- **Stated exercise**
Copy the lines below word for word.

- **Input for this task**
════════

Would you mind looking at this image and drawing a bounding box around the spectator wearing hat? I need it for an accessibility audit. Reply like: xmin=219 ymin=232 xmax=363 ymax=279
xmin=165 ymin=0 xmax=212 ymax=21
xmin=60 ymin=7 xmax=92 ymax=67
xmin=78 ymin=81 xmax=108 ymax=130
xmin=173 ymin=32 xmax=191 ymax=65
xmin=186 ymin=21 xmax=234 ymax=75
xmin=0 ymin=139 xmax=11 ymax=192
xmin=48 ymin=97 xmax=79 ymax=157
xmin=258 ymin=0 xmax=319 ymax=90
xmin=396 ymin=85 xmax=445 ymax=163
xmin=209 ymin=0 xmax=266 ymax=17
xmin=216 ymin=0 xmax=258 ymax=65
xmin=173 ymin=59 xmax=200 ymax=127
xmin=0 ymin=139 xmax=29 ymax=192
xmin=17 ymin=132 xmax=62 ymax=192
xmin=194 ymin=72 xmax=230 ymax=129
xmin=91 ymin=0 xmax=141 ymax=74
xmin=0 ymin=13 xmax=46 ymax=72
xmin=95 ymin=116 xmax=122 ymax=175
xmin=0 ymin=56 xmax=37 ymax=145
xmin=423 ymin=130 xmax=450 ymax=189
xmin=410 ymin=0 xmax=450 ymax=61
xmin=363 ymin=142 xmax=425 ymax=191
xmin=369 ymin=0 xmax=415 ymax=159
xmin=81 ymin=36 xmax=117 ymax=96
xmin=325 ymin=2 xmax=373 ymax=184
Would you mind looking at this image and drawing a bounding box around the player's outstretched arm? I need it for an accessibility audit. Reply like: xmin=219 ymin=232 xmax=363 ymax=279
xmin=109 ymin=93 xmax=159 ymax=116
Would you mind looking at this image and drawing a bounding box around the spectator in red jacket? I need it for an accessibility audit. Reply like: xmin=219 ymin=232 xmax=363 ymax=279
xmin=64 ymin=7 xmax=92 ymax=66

════════

- **In response**
Would you mind looking at this image and drawing a bounding box around the spectator wearing hat? I need it for an accessibility audit. Reply like: xmin=219 ymin=232 xmax=363 ymax=279
xmin=165 ymin=0 xmax=212 ymax=21
xmin=60 ymin=7 xmax=92 ymax=67
xmin=78 ymin=81 xmax=108 ymax=130
xmin=173 ymin=32 xmax=191 ymax=65
xmin=186 ymin=21 xmax=234 ymax=75
xmin=0 ymin=139 xmax=11 ymax=192
xmin=48 ymin=97 xmax=79 ymax=157
xmin=258 ymin=0 xmax=319 ymax=90
xmin=396 ymin=85 xmax=445 ymax=163
xmin=209 ymin=0 xmax=266 ymax=17
xmin=216 ymin=0 xmax=258 ymax=65
xmin=173 ymin=59 xmax=200 ymax=127
xmin=0 ymin=139 xmax=29 ymax=192
xmin=17 ymin=132 xmax=62 ymax=192
xmin=194 ymin=72 xmax=230 ymax=129
xmin=91 ymin=0 xmax=141 ymax=74
xmin=0 ymin=13 xmax=46 ymax=72
xmin=95 ymin=116 xmax=122 ymax=175
xmin=0 ymin=56 xmax=37 ymax=145
xmin=423 ymin=130 xmax=450 ymax=189
xmin=410 ymin=0 xmax=450 ymax=61
xmin=363 ymin=142 xmax=425 ymax=191
xmin=369 ymin=0 xmax=415 ymax=159
xmin=81 ymin=36 xmax=117 ymax=96
xmin=325 ymin=2 xmax=373 ymax=184
Would you mind looking at this image and drawing a bounding box around the player's outstretched arm? I need it for an accessibility audit. Reply like: xmin=219 ymin=232 xmax=363 ymax=279
xmin=109 ymin=93 xmax=159 ymax=116
Would you mind looking at this image and drawing a bounding box around the spectator in red jacket? I need it for an accessibility audit. Reply like: xmin=219 ymin=232 xmax=363 ymax=279
xmin=64 ymin=7 xmax=92 ymax=66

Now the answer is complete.